• **Assignment**:
I need every line of the material below that includes the string "shell".

• **Provided data**:
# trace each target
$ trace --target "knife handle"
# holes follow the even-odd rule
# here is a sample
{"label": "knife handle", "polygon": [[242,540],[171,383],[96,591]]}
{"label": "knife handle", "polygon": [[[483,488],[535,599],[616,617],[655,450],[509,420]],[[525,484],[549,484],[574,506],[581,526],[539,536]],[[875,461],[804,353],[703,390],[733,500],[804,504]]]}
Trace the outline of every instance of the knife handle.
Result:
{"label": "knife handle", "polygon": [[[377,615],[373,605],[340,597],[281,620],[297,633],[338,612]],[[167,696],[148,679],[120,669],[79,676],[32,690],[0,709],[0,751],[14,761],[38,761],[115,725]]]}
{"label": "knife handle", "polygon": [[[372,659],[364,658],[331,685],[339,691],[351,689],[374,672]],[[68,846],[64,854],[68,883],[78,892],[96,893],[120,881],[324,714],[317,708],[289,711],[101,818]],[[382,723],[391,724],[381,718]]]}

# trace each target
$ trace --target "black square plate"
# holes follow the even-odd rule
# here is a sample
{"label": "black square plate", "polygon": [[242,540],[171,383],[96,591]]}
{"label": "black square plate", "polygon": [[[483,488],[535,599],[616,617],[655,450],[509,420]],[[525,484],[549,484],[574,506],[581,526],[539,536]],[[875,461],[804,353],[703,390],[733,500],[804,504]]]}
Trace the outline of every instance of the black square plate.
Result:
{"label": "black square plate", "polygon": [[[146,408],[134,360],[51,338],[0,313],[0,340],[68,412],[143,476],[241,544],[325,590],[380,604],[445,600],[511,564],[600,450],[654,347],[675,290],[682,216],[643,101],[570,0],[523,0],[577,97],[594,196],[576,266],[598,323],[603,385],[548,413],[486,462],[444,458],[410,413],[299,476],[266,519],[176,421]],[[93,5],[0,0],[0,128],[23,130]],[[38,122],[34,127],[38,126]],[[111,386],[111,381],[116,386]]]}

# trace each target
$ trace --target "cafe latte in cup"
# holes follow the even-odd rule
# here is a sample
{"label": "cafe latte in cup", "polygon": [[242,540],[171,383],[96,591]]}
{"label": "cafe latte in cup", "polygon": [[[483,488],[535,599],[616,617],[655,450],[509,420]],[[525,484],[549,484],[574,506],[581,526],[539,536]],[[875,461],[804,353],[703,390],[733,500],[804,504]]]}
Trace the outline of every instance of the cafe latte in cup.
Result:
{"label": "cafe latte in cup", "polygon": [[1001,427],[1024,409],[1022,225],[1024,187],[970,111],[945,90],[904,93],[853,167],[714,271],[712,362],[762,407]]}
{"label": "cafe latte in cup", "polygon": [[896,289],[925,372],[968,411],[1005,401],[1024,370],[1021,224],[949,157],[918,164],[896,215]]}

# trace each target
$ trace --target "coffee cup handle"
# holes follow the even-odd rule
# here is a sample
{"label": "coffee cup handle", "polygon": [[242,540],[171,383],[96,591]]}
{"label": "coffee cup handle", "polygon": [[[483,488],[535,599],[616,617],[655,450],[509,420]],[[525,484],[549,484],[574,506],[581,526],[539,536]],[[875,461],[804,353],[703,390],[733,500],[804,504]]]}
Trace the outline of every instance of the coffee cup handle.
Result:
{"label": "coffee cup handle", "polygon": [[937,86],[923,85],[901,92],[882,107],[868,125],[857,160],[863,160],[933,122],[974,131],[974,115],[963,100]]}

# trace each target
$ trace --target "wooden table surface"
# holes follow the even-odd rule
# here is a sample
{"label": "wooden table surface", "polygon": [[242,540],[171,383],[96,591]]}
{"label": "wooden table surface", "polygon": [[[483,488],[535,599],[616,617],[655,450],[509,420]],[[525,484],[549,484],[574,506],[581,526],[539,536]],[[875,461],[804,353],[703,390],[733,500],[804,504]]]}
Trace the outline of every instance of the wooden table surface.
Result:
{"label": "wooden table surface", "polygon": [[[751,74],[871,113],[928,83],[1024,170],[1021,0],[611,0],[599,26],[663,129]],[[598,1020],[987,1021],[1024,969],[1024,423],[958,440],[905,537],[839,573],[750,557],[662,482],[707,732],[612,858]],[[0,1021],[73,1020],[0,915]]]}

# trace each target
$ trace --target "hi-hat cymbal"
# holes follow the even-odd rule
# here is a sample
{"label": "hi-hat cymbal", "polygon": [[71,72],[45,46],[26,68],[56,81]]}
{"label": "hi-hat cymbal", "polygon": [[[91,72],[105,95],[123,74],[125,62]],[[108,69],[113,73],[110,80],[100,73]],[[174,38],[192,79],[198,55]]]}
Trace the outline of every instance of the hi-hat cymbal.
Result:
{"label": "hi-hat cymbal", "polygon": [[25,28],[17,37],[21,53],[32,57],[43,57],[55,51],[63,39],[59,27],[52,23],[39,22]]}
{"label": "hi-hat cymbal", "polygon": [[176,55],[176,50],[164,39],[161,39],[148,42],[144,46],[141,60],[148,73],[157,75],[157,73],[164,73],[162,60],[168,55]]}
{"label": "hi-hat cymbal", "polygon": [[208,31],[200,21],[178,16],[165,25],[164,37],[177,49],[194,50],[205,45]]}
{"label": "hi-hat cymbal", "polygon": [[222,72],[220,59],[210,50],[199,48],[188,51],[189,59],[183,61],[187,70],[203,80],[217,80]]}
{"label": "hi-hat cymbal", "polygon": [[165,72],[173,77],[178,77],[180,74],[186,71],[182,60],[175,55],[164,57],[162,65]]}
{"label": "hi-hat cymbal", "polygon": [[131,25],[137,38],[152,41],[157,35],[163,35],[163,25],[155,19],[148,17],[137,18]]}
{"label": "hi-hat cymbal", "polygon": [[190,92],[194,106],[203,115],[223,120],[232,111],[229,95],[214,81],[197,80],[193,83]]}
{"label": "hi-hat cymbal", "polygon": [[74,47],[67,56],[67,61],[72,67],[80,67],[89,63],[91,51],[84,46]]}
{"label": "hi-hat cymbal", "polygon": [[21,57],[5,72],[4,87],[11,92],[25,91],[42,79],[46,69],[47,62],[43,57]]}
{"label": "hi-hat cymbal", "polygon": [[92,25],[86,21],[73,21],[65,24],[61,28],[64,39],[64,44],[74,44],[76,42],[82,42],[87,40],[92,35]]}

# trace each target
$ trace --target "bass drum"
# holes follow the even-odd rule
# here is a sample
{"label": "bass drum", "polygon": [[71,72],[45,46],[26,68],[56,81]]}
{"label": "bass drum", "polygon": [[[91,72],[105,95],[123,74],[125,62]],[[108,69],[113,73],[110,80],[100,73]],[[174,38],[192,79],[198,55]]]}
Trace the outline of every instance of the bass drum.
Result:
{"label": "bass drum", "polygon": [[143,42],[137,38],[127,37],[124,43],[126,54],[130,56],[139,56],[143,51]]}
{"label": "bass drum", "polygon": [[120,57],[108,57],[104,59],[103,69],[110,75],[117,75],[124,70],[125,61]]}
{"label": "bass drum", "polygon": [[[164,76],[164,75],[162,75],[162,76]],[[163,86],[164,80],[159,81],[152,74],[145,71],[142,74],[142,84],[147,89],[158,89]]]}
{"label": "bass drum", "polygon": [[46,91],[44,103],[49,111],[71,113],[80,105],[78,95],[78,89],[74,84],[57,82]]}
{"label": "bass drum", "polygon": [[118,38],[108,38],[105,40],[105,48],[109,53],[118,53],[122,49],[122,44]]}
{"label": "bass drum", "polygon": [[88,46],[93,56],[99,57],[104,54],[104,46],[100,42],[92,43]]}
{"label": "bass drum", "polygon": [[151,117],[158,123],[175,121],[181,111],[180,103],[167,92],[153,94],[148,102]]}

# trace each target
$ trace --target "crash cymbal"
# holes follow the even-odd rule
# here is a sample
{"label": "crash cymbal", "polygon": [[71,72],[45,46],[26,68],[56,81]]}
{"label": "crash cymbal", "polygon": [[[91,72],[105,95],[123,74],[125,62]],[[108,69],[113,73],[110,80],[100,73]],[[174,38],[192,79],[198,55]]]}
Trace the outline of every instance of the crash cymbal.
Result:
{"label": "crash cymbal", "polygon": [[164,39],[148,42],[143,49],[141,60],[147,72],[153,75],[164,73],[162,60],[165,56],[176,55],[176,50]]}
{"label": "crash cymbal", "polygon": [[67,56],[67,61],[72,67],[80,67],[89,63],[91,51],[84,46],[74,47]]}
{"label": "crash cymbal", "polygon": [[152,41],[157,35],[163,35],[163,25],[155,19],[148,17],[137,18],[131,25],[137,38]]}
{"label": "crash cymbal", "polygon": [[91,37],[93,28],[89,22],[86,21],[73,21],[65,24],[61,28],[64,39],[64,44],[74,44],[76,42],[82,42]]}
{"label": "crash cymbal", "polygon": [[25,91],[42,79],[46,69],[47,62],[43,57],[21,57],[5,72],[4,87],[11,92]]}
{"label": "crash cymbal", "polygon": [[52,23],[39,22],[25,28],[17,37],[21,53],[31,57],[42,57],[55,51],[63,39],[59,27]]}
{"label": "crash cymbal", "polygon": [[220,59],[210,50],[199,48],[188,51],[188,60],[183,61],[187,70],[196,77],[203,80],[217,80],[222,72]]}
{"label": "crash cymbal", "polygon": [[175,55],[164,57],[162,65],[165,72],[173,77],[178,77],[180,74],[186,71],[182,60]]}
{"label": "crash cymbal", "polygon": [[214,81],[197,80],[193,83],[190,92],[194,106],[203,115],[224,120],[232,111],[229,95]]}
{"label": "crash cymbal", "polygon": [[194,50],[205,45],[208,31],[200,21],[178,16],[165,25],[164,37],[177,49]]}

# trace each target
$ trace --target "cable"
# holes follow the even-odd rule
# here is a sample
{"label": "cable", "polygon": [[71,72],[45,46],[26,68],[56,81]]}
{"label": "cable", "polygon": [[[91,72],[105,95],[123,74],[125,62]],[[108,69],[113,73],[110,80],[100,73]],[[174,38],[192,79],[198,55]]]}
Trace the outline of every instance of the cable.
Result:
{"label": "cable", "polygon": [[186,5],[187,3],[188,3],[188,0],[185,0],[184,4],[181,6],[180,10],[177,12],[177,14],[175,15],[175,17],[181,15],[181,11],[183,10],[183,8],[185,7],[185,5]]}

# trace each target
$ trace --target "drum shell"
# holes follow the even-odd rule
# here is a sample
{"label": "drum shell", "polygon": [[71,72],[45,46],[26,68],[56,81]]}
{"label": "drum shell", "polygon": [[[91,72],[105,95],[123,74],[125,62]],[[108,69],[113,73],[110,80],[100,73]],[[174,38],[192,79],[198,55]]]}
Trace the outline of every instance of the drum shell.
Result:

• **Output**:
$ trace --target "drum shell"
{"label": "drum shell", "polygon": [[71,72],[45,46],[26,68],[56,81]]}
{"label": "drum shell", "polygon": [[[91,72],[105,95],[123,74],[125,62]],[[108,69],[113,73],[110,80],[100,73]],[[174,38],[192,79],[198,55]]]}
Trace the outline of every instance of the drum shell.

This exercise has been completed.